• **Problem details**: Beginning at the line that holds "Place one marker on each instance of the sunglasses.", restate each line exactly through the final line of the records. Include both of those lines.

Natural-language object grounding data
※ ※ ※

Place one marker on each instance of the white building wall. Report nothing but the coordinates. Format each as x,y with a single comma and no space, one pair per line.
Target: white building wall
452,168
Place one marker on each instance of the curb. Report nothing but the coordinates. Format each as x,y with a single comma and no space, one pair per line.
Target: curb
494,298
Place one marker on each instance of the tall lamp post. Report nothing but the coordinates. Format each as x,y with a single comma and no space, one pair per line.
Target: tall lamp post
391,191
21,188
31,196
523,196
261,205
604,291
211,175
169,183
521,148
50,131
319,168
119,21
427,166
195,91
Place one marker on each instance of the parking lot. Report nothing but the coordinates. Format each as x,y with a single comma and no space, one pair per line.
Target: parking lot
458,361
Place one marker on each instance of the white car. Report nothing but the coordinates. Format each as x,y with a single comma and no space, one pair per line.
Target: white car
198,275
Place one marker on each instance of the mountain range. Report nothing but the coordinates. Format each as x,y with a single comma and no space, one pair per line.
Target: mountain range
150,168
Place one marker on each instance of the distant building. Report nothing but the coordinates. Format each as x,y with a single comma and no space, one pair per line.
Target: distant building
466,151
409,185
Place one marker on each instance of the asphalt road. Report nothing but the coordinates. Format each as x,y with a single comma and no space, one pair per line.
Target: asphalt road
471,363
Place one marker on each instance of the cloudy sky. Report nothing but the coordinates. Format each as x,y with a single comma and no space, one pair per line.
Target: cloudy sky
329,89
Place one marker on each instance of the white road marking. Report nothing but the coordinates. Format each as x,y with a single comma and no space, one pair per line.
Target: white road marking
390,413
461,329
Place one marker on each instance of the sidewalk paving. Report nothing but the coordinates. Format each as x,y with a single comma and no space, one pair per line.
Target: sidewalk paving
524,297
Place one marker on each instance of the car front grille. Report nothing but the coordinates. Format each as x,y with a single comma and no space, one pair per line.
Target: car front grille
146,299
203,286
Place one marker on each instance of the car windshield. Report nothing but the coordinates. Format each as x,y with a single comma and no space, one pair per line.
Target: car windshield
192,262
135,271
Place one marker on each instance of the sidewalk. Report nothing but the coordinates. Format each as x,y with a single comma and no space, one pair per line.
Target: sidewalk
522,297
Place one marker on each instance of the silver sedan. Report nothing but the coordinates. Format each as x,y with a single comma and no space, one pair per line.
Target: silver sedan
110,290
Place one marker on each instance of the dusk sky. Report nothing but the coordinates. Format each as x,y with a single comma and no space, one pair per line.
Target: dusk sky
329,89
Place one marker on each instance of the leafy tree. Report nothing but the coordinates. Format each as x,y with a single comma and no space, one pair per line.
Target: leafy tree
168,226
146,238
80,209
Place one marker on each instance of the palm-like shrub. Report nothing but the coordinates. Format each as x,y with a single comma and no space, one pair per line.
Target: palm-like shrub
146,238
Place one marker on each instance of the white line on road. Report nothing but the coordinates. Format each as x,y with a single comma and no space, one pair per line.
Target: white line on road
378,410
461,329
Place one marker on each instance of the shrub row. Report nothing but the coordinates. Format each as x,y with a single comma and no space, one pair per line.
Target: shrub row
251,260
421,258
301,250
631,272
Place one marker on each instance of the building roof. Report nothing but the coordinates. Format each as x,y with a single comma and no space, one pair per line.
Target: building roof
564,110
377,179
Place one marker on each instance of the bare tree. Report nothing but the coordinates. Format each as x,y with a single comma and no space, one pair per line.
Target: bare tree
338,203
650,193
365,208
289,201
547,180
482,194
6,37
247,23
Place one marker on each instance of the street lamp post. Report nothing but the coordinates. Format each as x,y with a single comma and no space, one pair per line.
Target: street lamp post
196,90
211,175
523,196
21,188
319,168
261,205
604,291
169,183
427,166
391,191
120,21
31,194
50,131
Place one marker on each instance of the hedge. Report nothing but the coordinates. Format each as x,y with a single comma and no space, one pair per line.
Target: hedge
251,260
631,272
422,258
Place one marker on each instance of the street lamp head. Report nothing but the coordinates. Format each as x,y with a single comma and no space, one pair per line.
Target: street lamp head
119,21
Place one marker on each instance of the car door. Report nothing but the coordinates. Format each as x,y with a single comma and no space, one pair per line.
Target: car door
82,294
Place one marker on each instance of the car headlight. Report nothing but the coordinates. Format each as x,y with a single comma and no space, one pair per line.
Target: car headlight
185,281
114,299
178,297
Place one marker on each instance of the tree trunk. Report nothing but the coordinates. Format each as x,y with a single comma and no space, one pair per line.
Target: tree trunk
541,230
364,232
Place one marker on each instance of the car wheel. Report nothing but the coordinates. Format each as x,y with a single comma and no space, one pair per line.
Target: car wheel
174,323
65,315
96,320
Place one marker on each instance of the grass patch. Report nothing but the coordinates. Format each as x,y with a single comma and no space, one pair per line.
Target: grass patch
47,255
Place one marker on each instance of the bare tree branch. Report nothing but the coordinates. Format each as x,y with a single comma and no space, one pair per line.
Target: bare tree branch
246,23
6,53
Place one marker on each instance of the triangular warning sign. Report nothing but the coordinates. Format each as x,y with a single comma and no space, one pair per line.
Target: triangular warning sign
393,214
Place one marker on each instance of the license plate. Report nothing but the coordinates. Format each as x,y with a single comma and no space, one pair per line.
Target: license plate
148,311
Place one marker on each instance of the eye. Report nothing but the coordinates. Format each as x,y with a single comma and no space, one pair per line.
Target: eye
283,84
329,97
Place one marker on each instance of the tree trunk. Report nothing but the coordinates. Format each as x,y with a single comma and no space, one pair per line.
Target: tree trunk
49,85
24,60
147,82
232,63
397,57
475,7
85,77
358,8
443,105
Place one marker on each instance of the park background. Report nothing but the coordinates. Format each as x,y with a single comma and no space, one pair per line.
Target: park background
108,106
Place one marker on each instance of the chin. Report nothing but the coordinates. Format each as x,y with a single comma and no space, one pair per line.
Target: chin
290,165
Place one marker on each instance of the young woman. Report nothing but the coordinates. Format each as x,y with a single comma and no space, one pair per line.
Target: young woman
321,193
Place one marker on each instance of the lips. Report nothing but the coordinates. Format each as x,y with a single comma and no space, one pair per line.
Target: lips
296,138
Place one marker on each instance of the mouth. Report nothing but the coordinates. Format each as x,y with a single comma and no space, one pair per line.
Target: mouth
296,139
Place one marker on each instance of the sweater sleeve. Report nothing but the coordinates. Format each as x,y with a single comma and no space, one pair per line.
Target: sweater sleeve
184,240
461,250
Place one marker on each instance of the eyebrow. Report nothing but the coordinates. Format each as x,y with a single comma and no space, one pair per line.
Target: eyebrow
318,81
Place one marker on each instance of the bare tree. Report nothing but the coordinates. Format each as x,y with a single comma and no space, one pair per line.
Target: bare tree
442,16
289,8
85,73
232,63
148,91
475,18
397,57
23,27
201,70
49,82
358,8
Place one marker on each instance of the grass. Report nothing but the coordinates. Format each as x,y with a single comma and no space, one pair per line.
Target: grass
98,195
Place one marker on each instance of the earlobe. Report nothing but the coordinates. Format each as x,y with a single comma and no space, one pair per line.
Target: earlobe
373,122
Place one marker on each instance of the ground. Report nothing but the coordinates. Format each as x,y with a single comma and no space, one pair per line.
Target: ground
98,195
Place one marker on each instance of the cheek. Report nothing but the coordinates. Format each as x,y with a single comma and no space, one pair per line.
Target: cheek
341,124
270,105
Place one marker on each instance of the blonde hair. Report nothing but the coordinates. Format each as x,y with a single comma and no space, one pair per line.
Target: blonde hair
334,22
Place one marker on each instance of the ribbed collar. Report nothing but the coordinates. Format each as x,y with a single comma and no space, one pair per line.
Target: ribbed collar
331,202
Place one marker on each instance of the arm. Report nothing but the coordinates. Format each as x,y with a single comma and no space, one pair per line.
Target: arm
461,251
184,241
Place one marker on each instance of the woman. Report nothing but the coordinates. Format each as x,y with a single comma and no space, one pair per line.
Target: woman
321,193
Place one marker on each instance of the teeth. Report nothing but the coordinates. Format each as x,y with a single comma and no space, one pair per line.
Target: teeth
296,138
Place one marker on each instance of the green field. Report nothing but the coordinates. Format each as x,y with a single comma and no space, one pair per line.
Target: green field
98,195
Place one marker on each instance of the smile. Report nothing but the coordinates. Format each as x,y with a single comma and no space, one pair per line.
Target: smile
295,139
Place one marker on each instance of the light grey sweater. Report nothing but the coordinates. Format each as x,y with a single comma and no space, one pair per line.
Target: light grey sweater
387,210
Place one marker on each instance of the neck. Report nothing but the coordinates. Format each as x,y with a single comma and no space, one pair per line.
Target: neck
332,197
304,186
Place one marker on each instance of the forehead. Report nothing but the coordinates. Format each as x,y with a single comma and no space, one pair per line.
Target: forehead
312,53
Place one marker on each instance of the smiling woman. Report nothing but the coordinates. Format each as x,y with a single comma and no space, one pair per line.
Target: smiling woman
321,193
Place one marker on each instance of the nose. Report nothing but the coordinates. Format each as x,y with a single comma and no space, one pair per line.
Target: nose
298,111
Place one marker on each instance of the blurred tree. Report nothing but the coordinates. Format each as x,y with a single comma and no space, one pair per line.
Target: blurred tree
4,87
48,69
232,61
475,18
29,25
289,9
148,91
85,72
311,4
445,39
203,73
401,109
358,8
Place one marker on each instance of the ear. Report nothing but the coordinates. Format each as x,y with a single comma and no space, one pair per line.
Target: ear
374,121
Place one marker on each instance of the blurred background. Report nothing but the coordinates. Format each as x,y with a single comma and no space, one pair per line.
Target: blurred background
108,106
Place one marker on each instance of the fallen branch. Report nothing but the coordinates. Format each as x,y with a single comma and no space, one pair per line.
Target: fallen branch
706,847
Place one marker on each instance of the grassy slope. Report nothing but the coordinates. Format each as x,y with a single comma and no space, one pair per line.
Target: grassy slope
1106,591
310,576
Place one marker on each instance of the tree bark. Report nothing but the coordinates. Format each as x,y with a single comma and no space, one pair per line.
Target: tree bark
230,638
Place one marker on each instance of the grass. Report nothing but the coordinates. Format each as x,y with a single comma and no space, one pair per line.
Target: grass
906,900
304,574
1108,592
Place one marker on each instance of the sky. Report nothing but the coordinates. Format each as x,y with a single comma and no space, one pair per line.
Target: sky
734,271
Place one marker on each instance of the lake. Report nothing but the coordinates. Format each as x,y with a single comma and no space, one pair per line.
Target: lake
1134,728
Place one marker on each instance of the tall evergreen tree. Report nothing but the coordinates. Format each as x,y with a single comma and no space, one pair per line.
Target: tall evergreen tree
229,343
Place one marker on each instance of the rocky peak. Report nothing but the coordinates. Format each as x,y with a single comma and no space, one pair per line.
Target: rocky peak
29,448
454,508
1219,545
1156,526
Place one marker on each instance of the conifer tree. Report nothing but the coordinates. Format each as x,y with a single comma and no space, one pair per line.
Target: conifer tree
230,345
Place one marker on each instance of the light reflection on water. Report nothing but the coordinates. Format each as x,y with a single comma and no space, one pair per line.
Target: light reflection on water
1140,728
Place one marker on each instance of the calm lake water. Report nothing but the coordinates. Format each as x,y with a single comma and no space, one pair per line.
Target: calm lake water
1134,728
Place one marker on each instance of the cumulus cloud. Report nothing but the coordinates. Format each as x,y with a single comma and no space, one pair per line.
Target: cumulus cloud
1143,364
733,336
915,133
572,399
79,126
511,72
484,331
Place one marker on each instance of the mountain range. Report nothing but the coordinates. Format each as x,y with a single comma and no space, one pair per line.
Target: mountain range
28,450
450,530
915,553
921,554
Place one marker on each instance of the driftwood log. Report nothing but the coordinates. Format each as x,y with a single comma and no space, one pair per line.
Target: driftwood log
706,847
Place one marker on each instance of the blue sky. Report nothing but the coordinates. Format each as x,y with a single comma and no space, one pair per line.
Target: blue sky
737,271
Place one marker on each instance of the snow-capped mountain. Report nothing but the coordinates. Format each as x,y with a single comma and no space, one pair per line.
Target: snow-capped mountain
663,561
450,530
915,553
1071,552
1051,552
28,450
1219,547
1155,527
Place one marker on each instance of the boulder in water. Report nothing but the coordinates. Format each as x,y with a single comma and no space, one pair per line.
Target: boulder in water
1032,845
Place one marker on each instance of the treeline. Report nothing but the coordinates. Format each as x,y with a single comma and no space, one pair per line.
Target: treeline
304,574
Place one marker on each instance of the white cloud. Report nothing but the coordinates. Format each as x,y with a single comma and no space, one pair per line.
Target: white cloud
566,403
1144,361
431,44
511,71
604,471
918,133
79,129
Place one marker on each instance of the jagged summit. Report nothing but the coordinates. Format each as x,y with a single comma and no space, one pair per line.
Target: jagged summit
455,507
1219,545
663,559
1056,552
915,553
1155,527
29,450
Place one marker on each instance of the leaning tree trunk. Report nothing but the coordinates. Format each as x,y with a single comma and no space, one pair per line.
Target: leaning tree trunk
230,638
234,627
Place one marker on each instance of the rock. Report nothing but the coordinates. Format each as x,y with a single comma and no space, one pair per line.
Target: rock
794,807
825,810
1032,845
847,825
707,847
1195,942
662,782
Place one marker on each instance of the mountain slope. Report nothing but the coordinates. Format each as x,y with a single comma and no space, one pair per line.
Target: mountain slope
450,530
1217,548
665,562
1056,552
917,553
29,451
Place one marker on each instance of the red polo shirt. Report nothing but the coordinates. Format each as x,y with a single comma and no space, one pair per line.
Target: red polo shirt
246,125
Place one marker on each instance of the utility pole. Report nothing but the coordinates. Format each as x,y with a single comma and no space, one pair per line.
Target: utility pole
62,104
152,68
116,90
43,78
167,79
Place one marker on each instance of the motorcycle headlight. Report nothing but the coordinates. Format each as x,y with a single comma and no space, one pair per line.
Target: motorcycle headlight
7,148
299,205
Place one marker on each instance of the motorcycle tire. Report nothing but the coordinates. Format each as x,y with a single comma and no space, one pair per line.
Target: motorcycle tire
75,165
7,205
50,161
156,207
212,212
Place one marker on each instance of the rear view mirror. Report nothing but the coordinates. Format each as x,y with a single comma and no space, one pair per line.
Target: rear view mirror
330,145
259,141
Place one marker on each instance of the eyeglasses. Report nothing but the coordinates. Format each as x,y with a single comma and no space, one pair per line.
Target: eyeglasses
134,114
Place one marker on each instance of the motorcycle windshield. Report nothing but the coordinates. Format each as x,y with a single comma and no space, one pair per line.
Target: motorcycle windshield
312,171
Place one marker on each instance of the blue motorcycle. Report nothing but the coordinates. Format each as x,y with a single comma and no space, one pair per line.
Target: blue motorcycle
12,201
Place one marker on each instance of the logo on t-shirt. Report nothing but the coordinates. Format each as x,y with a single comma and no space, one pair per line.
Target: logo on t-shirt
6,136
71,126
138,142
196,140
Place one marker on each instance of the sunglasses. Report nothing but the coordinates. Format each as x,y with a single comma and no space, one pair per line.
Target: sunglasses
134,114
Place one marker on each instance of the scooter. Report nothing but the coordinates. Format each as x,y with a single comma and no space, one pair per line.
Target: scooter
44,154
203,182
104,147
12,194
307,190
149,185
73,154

※ ※ ※

• **The completed task**:
Place one marker on each instance of the sunglasses. Report nothing but the coordinates. Format each as x,y with a single comma and no space, one pair per line.
Target: sunglasses
134,114
Place one marker on each instance of the scooter. Report nothing but the coordinates. Format each as x,y with a single comma and no space, one pair per line.
Target: scooter
44,154
203,182
104,147
12,194
307,190
149,185
73,154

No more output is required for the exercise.